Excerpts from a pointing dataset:
◆ ◆ ◆
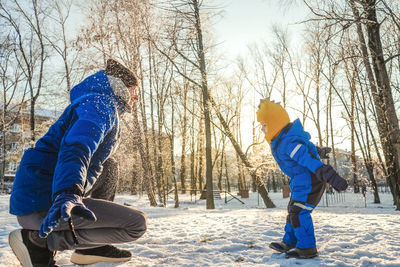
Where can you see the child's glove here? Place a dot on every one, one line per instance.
(327, 174)
(323, 152)
(64, 205)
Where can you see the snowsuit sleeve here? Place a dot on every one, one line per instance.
(90, 122)
(302, 153)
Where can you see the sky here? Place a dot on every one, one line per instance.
(246, 22)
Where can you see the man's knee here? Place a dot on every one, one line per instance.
(293, 216)
(138, 226)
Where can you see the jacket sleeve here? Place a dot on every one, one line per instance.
(92, 120)
(302, 154)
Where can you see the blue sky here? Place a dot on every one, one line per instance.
(248, 21)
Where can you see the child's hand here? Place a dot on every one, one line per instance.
(327, 174)
(323, 152)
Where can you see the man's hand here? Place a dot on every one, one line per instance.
(63, 206)
(323, 152)
(327, 174)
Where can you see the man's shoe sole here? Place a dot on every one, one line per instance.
(77, 258)
(277, 249)
(301, 256)
(18, 247)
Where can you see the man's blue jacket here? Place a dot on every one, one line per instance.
(297, 157)
(72, 151)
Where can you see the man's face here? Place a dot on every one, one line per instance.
(263, 127)
(134, 90)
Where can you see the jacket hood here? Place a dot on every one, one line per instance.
(95, 84)
(298, 130)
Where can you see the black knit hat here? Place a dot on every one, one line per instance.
(116, 69)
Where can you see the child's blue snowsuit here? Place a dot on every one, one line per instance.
(298, 158)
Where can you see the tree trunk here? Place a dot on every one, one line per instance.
(388, 126)
(260, 184)
(145, 161)
(206, 108)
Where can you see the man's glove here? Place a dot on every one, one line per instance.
(323, 152)
(64, 205)
(327, 174)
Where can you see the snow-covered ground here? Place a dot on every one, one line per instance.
(235, 234)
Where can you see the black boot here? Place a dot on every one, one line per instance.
(280, 246)
(107, 253)
(28, 252)
(302, 253)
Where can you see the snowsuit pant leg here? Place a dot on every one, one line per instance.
(115, 224)
(306, 194)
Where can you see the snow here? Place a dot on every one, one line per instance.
(235, 234)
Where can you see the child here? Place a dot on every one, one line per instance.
(298, 158)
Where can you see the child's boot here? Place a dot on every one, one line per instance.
(302, 253)
(280, 246)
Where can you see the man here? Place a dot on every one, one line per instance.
(298, 158)
(49, 195)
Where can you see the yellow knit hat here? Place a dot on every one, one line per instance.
(274, 116)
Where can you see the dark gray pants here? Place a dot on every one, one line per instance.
(115, 223)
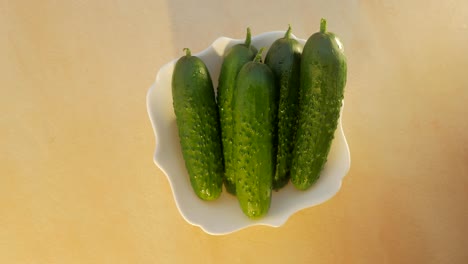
◆ ◆ ◆
Work to complete:
Can you recast all the records above as a numbered list, skipping any blank lines and leaving the pictures out?

Full answer:
1. Where can you see the child's glove here? Place a dot on every one, one line per instance.
2. (327, 174)
3. (323, 152)
4. (64, 205)
5. Where can you see the snowsuit sleeve here? Place a dot on every one, one line per instance.
6. (90, 122)
7. (302, 153)
8. Where can you see the sky here? Place a dot on every one, one line per instance.
9. (246, 22)
10. Where can you see the man's knee here? Place a dot on every one, one line per instance.
11. (293, 216)
12. (138, 226)
13. Where can you see the jacket sleeve here? Place a dot on every one, one line per instance.
14. (92, 120)
15. (302, 154)
16. Where can you see the blue sky here? Place a dot on every one, one line per instance.
17. (248, 21)
18. Where can you see the child's hand here? Place a dot on every one, one line per instance.
19. (327, 174)
20. (323, 152)
21. Where can you see the man's hand here? Place a dot on every one, one line per instance.
22. (63, 206)
23. (323, 152)
24. (327, 174)
25. Where can you see the man's shoe sole here? Place a dot on every one, one line per instance.
26. (77, 258)
27. (277, 249)
28. (301, 256)
29. (18, 247)
30. Where can you see the man's blue jacket here? Place a dot on every one, one line per instance.
31. (297, 157)
32. (72, 151)
33. Where can you see the man's face here? Place a dot on every one, one line per instance.
34. (263, 127)
35. (134, 90)
36. Where can you see the jacket hood here? Place a dot on every one, one line per instance.
37. (95, 84)
38. (298, 130)
39. Where can you see the black knit hat here? Place a dot on every one, one line per instance.
40. (116, 69)
41. Where can you see the child's blue snowsuit here? Place a dot on every one, one line per instance.
42. (298, 158)
43. Where can you see the tree trunk here? Place a dot on every one, one line per instance.
44. (388, 126)
45. (260, 184)
46. (145, 161)
47. (206, 108)
48. Where can you see the man's glove here? Place a dot on every one, one line per instance.
49. (323, 152)
50. (64, 205)
51. (327, 174)
52. Where can you see the snow-covered ground here? Place a dot on every one, one line per instance.
53. (235, 234)
54. Where can you see the black boot here? Place a dot on every one, one line per instance.
55. (280, 246)
56. (107, 253)
57. (28, 252)
58. (302, 253)
59. Where can you see the snowsuit pant leg here? Place a dot on every one, one line per instance.
60. (115, 224)
61. (306, 194)
62. Where can you see the snow here? Place a dot on every one, one line per instance.
63. (235, 234)
64. Where can you see the child here? Place a dot on every one, one line per instance.
65. (298, 158)
66. Where can you see the child's boot here? Place a dot on every one, one line per instance.
67. (302, 253)
68. (280, 246)
69. Where can you see the man here? Place a dot on every one, one line per instance.
70. (298, 158)
71. (49, 195)
72. Where can you see the yellow knit hat here? Place a dot on every one, one line per instance.
73. (274, 116)
74. Where can you see the dark gray pants here? Place a dot on every one, one line per instance.
75. (115, 223)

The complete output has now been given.